**TEXTAUSZUG**:
Begonnen habe alles mit einem „work out“ im Fitness-Studio, das er regelmäßig besucht. Nach einer Trainingseinheit mit vielen „sit-up`s“ habe er zum ersten Mal leichte Schmerzen im Gesäß und der rechten Hüfte verspürt. In den Tagen danach sei der Schmerz stärker geworden und habe auch in den hinteren Oberschenkel ausgestrahlt. Der Hausarzt habe ihm ein Schmerzmittel verschrieben und ihn für 3 Tage krankgeschrieben. Da sich keine Besserung einstellte und auch die Übungen im Fitness-Studio zunehmend schmerzten, wandte sich der Patient an einen Chiropraktiker, der einen Bandscheibenschaden diagnostizierte und in  mehreren Sitzungen die Wirbelsäule therapierte. Leider blieb der Erfolg aus. Inzwischen musste Christoph P. dauerhaft der Arbeit fernbleiben, da er nicht länger gehen oder sich belasten konnte.

Durch einen befreundeten Internisten wurde schließlich ein Kernspintomogramm (MRT) der Lendenwirbelsäule veranlasst. Die Bilder zeigten tatsächlich eine Bandscheibenvorwölbung zwischen dem letzten Lendenwirbel und dem Kreuzbein. Der Patient ging damit zum Orthopäden und wurde mit Infusionen, periradikulären Infiltrationen (PRT`s) und manueller Therapie behandelt. Eine bleibende Besserung stellte sich jedoch wiederum nicht ein. Der Hausarzt hatte inzwischen Opiate verschrieben, die allerdings vor allem Nebenwirkungen zeigten, ohne die Schmerzen wesentlich zu bessern. Der Orthopäde riet dem Patienten daher zu einer Operation des Bandscheibenvorfalls und überwies ihn dazu in unsere Ambulanz.

Die Bandscheibenvorwölbung auf den MRT-Bildern erschien uns eher gering und trotz des jungen Alters des Patienten nicht ungewöhnlich. An einen Zusammenhang zwischen dem Bandscheibenschaden und den Beschwerden wollten wir daher nicht so einfach glauben. In der Untersuchung ergaben sich keinerlei neurologischen Ausfälle. Die Schmerzen strahlten zwar in den Oberschenkel aus, der Hauptort der Schmerzen befand sich jedoch im Gesäß und konnte durch Drücken auf den Beckenknochen in diesem Bereich sehr intensiv ausgelöst werden. Diese Konstellation sprach am ehesten für ein Reizsyndrom des Kreuz-Darmbein-Gelenkes (Ilio-sakral-gelenk: ISG). Diese schmerzhafte Irritation der großen Gelenkverbindung zwischen dem Kreuzbein und dem Darmbein ist oft durch die üblichen konservativen Behandlungen schwierig zu therapieren.

**EINGABEDATEN**:
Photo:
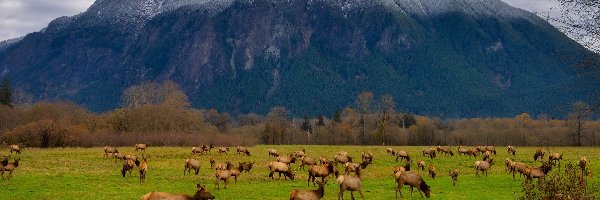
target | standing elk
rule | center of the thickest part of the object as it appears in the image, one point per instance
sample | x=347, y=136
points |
x=454, y=175
x=350, y=183
x=413, y=180
x=402, y=154
x=242, y=149
x=9, y=167
x=191, y=164
x=223, y=150
x=110, y=150
x=321, y=171
x=141, y=147
x=280, y=168
x=309, y=194
x=201, y=194
x=483, y=166
x=511, y=150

**DEINE AUFGABE**: Gib aus dem Textauszug den Abschnitt wörtlich wieder, der bei den Worten „Begonnen habe alles“ einsetzt und mit „sich belasten konnte.“ schließt. Die Einträge stehen in keinem Zusammenhang mit dem Textauszug.

**ANTWORT ZUR ÜBUNG**:
Begonnen habe alles mit einem „work out“ im Fitness-Studio, das er regelmäßig besucht. Nach einer Trainingseinheit mit vielen „sit-up`s“ habe er zum ersten Mal leichte Schmerzen im Gesäß und der rechten Hüfte verspürt. In den Tagen danach sei der Schmerz stärker geworden und habe auch in den hinteren Oberschenkel ausgestrahlt. Der Hausarzt habe ihm ein Schmerzmittel verschrieben und ihn für 3 Tage krankgeschrieben. Da sich keine Besserung einstellte und auch die Übungen im Fitness-Studio zunehmend schmerzten, wandte sich der Patient an einen Chiropraktiker, der einen Bandscheibenschaden diagnostizierte und in  mehreren Sitzungen die Wirbelsäule therapierte. Leider blieb der Erfolg aus. Inzwischen musste Christoph P. dauerhaft der Arbeit fernbleiben, da er nicht länger gehen oder sich belasten konnte.